- [Data provided]
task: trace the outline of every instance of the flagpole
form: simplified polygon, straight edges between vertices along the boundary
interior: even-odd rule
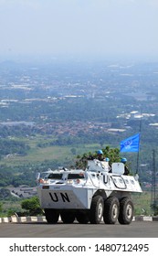
[[[141,137],[141,131],[142,131],[142,109],[141,109],[141,118],[140,118],[140,128],[139,128],[139,133],[140,133],[140,137]],[[139,150],[137,153],[137,167],[136,167],[136,174],[138,174],[139,172],[139,160],[140,160],[140,144],[139,144]]]

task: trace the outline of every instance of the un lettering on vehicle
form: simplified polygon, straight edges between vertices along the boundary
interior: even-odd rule
[[[49,192],[50,198],[53,202],[58,203],[62,201],[63,203],[69,203],[70,198],[67,192]]]

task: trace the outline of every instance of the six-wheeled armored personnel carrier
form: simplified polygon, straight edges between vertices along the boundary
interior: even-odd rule
[[[124,165],[97,159],[86,170],[60,168],[38,176],[37,193],[47,223],[130,224],[133,218],[132,193],[141,193],[138,176],[125,176]]]

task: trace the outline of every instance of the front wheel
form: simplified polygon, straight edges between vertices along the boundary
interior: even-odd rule
[[[133,203],[129,197],[124,197],[120,202],[121,209],[119,214],[119,222],[121,224],[130,224],[133,218]]]
[[[91,224],[99,224],[101,221],[104,209],[104,201],[101,196],[92,198],[90,220]]]
[[[58,221],[59,212],[53,208],[45,208],[45,216],[47,223],[56,224]]]
[[[115,197],[109,197],[104,204],[103,219],[106,224],[115,224],[119,216],[119,200]]]
[[[74,212],[70,211],[63,211],[60,213],[61,220],[63,223],[70,224],[73,223],[75,220],[75,214]]]

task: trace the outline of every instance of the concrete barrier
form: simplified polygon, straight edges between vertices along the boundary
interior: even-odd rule
[[[158,221],[158,216],[134,216],[132,221]],[[45,216],[0,218],[0,224],[1,223],[23,223],[23,222],[47,222],[47,220]]]

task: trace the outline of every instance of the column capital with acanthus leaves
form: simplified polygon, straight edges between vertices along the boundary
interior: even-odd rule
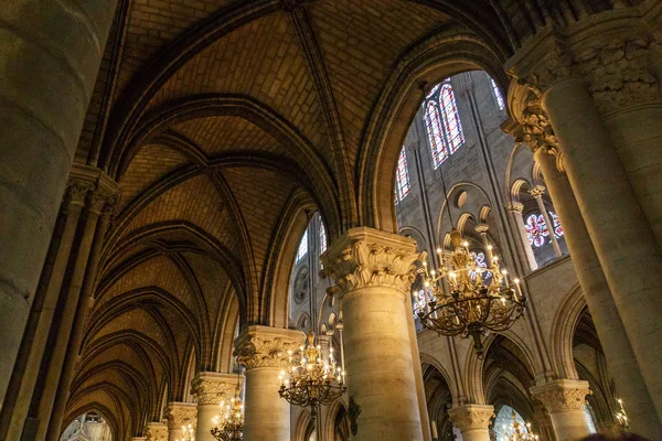
[[[367,288],[393,288],[409,292],[416,278],[416,241],[393,233],[359,227],[348,230],[322,255],[324,275],[335,281],[330,294]]]

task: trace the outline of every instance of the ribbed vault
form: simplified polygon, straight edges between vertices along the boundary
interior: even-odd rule
[[[472,68],[505,87],[526,37],[612,2],[118,3],[76,161],[121,200],[67,418],[97,409],[125,439],[164,394],[183,399],[192,357],[227,369],[237,320],[287,323],[305,209],[330,240],[397,230],[394,170],[426,87]]]

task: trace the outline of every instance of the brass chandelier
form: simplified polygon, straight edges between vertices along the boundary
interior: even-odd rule
[[[531,422],[522,424],[517,421],[517,416],[515,415],[515,409],[512,411],[513,422],[510,423],[510,427],[505,427],[505,441],[538,441],[541,439],[540,435],[533,433],[531,428]]]
[[[452,251],[437,249],[440,267],[429,269],[423,261],[424,299],[419,300],[418,318],[424,327],[441,335],[473,338],[479,358],[484,356],[482,336],[488,331],[503,332],[512,326],[524,312],[526,299],[520,280],[511,284],[508,271],[500,270],[499,258],[491,259],[491,281],[485,284],[488,272],[477,263],[469,244],[462,241],[458,230],[450,234]],[[514,286],[514,288],[513,288]]]
[[[344,370],[337,365],[333,347],[329,348],[329,358],[324,361],[322,347],[316,346],[312,331],[299,352],[289,351],[288,355],[289,369],[280,373],[278,394],[291,405],[310,407],[314,421],[320,405],[330,405],[344,394]]]
[[[441,185],[452,226],[444,174]],[[479,265],[476,255],[469,250],[469,243],[462,240],[457,229],[451,232],[450,243],[451,251],[437,248],[438,269],[429,269],[428,262],[423,260],[419,275],[424,279],[424,295],[418,299],[417,315],[424,327],[440,335],[473,338],[473,348],[482,359],[482,336],[511,327],[524,313],[526,299],[520,280],[514,279],[511,284],[508,271],[500,268],[498,256],[489,259],[488,270],[487,265]]]
[[[237,379],[235,396],[227,404],[221,402],[221,415],[214,417],[212,435],[218,441],[242,441],[244,439],[244,402],[242,385]]]

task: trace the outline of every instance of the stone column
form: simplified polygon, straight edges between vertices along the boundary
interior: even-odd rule
[[[228,401],[235,396],[237,384],[242,384],[242,377],[235,374],[214,372],[195,374],[192,394],[197,402],[196,441],[214,441],[211,432],[214,417],[221,413],[221,402]]]
[[[89,180],[73,179],[68,183],[62,203],[61,222],[50,247],[49,259],[42,269],[40,287],[30,311],[30,320],[24,330],[15,331],[20,334],[24,333],[26,341],[21,345],[9,381],[9,395],[0,411],[0,439],[21,439],[24,430],[49,332],[78,229],[81,213],[85,207],[87,195],[93,189],[94,183]],[[0,316],[2,312],[0,312]],[[9,327],[4,327],[4,323],[3,330],[7,330],[4,333],[11,332]],[[35,421],[31,422],[28,431],[34,437]]]
[[[182,426],[195,427],[197,406],[194,402],[170,401],[166,408],[168,420],[168,441],[177,441],[182,438]]]
[[[168,426],[162,422],[148,422],[145,429],[147,441],[168,441]]]
[[[462,441],[490,441],[490,420],[494,416],[494,407],[465,405],[450,409],[448,416],[462,432]]]
[[[110,225],[116,202],[117,201],[115,200],[107,201],[107,204],[97,222],[97,230],[95,233],[93,248],[90,250],[89,261],[87,263],[85,273],[85,280],[83,282],[83,292],[76,308],[76,315],[66,347],[64,366],[62,368],[60,381],[57,383],[57,391],[55,394],[55,401],[53,404],[51,421],[49,423],[49,432],[46,434],[47,440],[57,439],[62,432],[62,421],[65,415],[66,402],[70,397],[70,388],[74,379],[76,364],[81,358],[79,349],[81,343],[83,342],[85,321],[87,320],[87,313],[93,303],[92,297],[94,294],[97,268],[102,255],[104,238],[106,237],[106,232]]]
[[[545,206],[545,202],[543,201],[543,194],[545,194],[545,187],[542,185],[536,185],[528,191],[528,193],[535,198],[535,202],[538,205],[538,209],[543,215],[543,219],[545,219],[545,225],[547,225],[547,232],[549,233],[549,240],[552,241],[552,246],[554,247],[554,254],[556,257],[563,256],[560,252],[560,247],[558,246],[558,240],[556,239],[556,235],[554,235],[554,223],[552,223],[552,218],[549,218],[549,213],[547,212],[547,207]]]
[[[630,426],[636,433],[662,439],[662,426],[639,369],[628,335],[605,279],[598,256],[590,240],[579,206],[567,176],[558,170],[558,151],[554,147],[535,150],[554,207],[563,224],[566,244],[588,304],[607,365],[618,394],[628,404]],[[569,366],[574,369],[574,366]]]
[[[485,257],[488,258],[488,268],[492,266],[492,258],[494,257],[492,244],[490,244],[490,239],[488,237],[488,230],[490,226],[488,224],[478,224],[476,226],[476,232],[480,234],[480,237],[483,241],[483,247],[485,248]],[[530,247],[531,248],[531,247]]]
[[[14,369],[116,2],[2,4],[0,402]]]
[[[362,441],[423,439],[406,308],[419,257],[413,239],[366,227],[322,255],[331,293],[343,298],[348,394],[361,407]]]
[[[524,205],[520,202],[511,202],[508,204],[506,208],[509,212],[511,212],[513,218],[515,219],[517,233],[520,234],[520,244],[522,244],[522,250],[526,257],[528,268],[531,268],[531,270],[535,270],[537,269],[537,263],[535,261],[535,256],[533,255],[533,248],[531,248],[531,244],[528,243],[528,235],[526,235],[526,227],[524,226],[524,217],[522,214],[524,211]]]
[[[660,108],[659,84],[649,72],[647,55],[652,33],[645,20],[632,17],[609,15],[587,26],[576,26],[558,39],[541,34],[508,65],[517,84],[541,97],[540,108],[549,117],[551,126],[543,133],[557,139],[568,181],[662,419],[662,338],[658,337],[662,295],[652,276],[662,273],[662,251],[654,234],[662,228],[660,125],[652,114],[630,111],[649,106],[655,114]],[[634,137],[647,146],[645,152],[623,140],[624,132],[611,123],[620,115],[628,115],[632,127],[642,132]],[[642,121],[634,121],[638,115]]]
[[[278,395],[288,349],[303,344],[300,331],[253,325],[235,341],[237,362],[246,367],[244,439],[290,441],[290,405]]]
[[[588,381],[556,379],[533,386],[531,394],[547,409],[557,441],[574,441],[590,433],[584,416],[586,396],[590,394]]]

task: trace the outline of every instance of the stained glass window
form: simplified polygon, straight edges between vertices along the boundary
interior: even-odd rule
[[[446,150],[446,142],[444,141],[444,135],[441,133],[442,128],[439,106],[437,106],[437,103],[434,100],[428,103],[425,110],[425,126],[430,141],[430,149],[433,150],[433,162],[435,169],[437,169],[448,159],[448,151]]]
[[[418,292],[414,292],[414,299],[413,299],[413,303],[414,303],[414,318],[418,319],[418,311],[425,311],[425,303],[426,303],[426,295],[425,295],[425,291],[420,290]],[[427,294],[427,301],[429,302],[430,300],[433,300],[435,298],[435,295],[431,292],[428,292]]]
[[[324,223],[320,222],[320,252],[324,252],[327,250],[327,228],[324,227]]]
[[[503,100],[503,95],[501,95],[501,90],[499,90],[499,86],[496,86],[496,82],[490,78],[492,82],[492,90],[494,90],[494,98],[496,99],[496,105],[499,106],[499,110],[503,110],[505,108],[505,101]]]
[[[300,261],[308,254],[308,229],[303,233],[301,241],[299,243],[299,249],[297,250],[297,261]]]
[[[409,190],[412,190],[409,186],[409,171],[407,170],[407,153],[405,153],[404,148],[401,150],[401,155],[397,160],[396,180],[397,198],[402,201],[409,194]]]
[[[549,218],[554,224],[554,236],[558,239],[563,236],[563,228],[560,227],[558,215],[554,212],[548,213]],[[549,229],[547,228],[547,224],[542,214],[531,214],[526,217],[524,226],[526,228],[526,236],[528,236],[528,244],[540,248],[547,243],[546,237],[549,236]]]
[[[450,147],[450,153],[452,154],[465,143],[465,132],[460,125],[460,116],[458,115],[458,107],[450,84],[441,86],[439,97],[441,99],[441,109],[444,110],[446,138]]]
[[[526,218],[526,235],[528,236],[528,243],[534,247],[542,247],[545,245],[545,237],[549,236],[545,218],[542,214],[532,214]]]

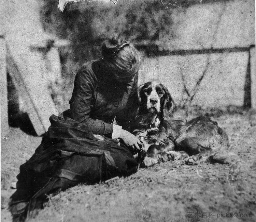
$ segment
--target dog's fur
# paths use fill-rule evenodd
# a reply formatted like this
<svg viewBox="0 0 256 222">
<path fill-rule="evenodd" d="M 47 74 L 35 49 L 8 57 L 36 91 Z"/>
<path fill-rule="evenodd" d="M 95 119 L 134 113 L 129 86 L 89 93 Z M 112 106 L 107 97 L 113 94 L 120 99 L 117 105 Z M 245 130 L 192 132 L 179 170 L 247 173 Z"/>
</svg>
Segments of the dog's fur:
<svg viewBox="0 0 256 222">
<path fill-rule="evenodd" d="M 139 87 L 140 105 L 133 133 L 143 142 L 134 157 L 147 166 L 186 158 L 186 163 L 224 163 L 229 146 L 226 133 L 216 122 L 198 117 L 187 122 L 174 120 L 173 100 L 162 84 L 148 82 Z"/>
</svg>

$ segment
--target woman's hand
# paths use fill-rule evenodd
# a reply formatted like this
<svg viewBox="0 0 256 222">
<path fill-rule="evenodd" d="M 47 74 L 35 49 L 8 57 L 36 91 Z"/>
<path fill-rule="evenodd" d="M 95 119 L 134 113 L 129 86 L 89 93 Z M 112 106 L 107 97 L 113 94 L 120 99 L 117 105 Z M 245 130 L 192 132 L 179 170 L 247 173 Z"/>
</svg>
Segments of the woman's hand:
<svg viewBox="0 0 256 222">
<path fill-rule="evenodd" d="M 119 139 L 131 151 L 138 152 L 142 146 L 141 142 L 134 135 L 124 130 L 122 130 Z"/>
</svg>

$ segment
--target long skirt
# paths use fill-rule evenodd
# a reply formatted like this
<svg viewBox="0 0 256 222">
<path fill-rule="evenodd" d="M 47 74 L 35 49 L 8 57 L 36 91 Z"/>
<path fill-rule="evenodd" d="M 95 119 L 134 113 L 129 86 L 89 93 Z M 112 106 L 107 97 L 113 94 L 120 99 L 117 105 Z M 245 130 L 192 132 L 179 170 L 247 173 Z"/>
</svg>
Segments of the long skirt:
<svg viewBox="0 0 256 222">
<path fill-rule="evenodd" d="M 10 205 L 14 220 L 32 215 L 46 194 L 137 171 L 131 152 L 116 140 L 99 140 L 86 126 L 70 118 L 53 115 L 50 121 L 41 144 L 20 167 Z"/>
</svg>

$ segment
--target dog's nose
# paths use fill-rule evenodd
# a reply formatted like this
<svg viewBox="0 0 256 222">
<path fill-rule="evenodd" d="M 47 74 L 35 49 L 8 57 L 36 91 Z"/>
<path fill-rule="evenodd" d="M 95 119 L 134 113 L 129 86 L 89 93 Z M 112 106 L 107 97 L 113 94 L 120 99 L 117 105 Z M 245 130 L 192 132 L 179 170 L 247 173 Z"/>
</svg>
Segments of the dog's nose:
<svg viewBox="0 0 256 222">
<path fill-rule="evenodd" d="M 157 99 L 153 98 L 153 99 L 150 99 L 150 103 L 152 103 L 153 105 L 155 105 L 156 103 L 157 102 Z"/>
</svg>

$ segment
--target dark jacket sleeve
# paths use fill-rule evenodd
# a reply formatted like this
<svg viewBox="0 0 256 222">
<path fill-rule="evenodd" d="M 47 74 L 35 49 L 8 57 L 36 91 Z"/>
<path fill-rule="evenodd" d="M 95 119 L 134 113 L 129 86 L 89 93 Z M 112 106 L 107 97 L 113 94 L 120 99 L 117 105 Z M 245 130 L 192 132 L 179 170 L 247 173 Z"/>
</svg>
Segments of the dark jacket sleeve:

- [Exercise description] Count the lines of the listing above that contain the string "target", and reply with only the number.

- [Complete response] 5